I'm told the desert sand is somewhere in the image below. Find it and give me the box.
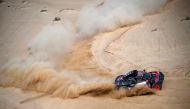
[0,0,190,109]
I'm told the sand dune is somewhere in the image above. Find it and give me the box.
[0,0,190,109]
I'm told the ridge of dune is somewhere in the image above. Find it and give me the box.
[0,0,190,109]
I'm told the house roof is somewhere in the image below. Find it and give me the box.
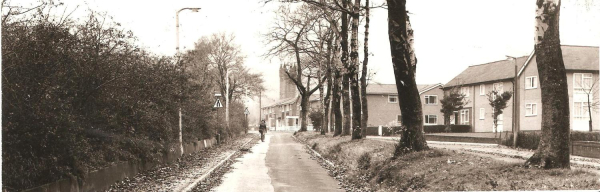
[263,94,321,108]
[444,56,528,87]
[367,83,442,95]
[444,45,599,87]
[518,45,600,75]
===============
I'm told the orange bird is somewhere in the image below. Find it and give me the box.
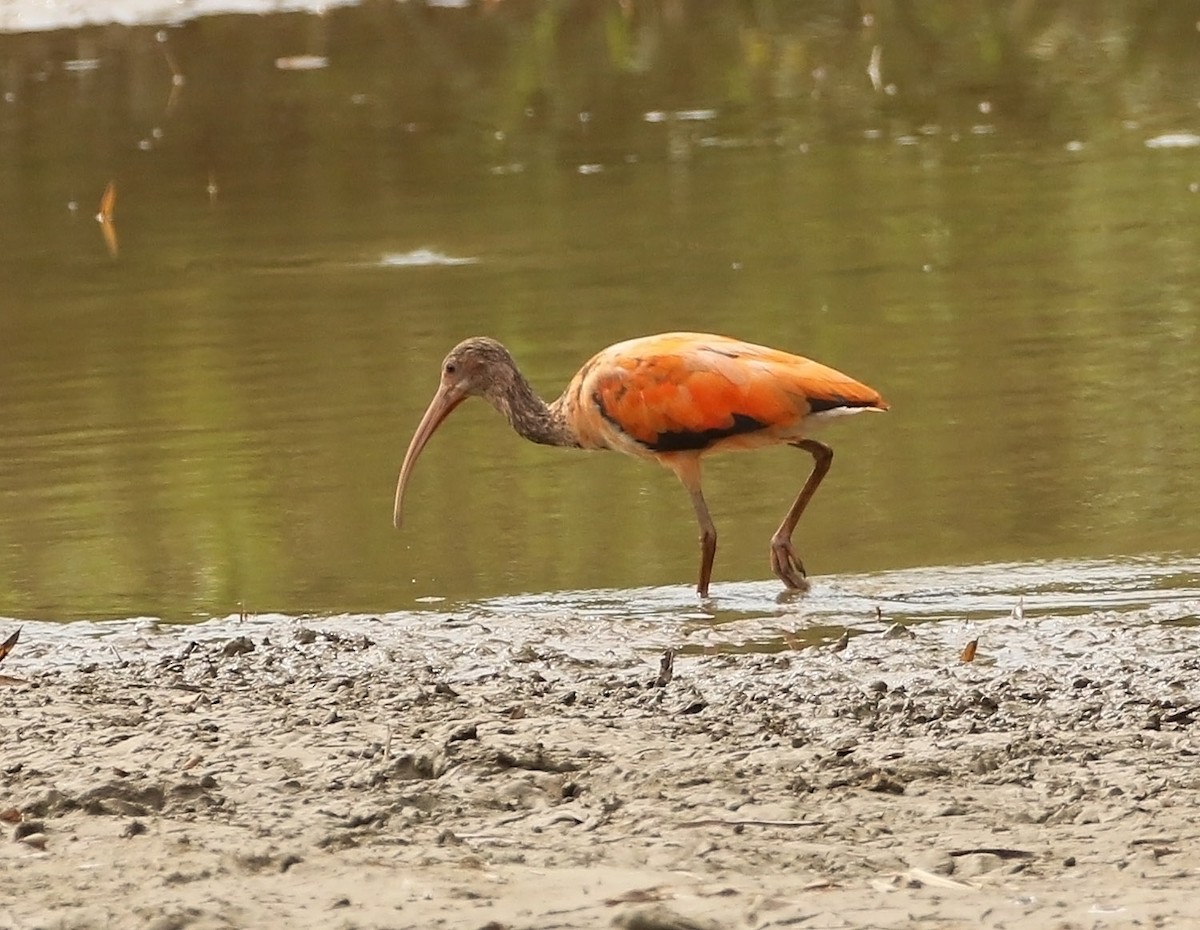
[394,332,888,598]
===============
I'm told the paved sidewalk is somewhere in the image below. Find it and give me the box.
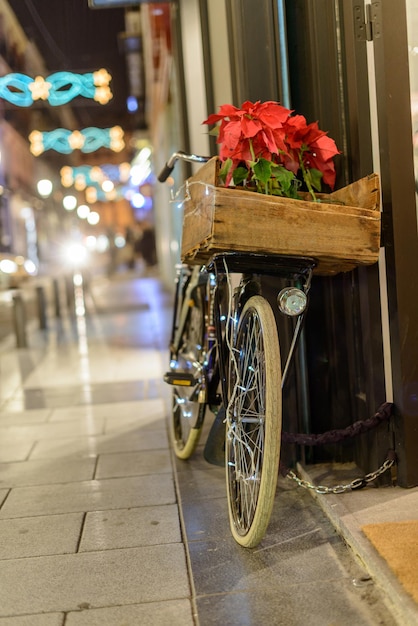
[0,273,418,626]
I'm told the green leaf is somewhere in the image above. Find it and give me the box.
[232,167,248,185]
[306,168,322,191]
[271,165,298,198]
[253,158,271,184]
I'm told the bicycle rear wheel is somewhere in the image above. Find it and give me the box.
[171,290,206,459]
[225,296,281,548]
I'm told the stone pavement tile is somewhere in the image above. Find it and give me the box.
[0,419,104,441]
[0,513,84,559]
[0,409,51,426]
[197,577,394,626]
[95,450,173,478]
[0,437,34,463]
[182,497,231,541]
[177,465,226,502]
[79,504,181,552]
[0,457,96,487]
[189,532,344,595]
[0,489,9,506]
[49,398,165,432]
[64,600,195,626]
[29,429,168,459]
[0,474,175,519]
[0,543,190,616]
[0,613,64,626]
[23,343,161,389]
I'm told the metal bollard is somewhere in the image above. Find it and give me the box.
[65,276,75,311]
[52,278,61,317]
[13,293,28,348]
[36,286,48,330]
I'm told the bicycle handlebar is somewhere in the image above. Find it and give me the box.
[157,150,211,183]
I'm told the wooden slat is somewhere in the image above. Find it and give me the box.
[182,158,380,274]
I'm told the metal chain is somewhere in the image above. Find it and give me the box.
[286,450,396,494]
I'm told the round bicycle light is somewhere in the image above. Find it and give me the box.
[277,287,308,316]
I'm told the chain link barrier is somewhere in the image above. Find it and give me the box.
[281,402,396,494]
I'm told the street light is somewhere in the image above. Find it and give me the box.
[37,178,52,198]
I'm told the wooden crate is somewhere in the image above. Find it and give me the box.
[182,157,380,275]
===============
[TASK TO CARRY OUT] Copy out the records verbatim from the line containing "I'm told the chain" through the line containing "[182,157,380,275]", including both of those lines.

[EXERCISE ANSWER]
I'm told the chain link barrier is somewhere in the image above. Find it and give me the box.
[281,402,396,494]
I'm told the street light is somewhere in the image above. Find it and give me the box.
[37,178,52,198]
I'm told the wooden crate is somewhere in the image above. Find it and give me the box.
[182,157,380,275]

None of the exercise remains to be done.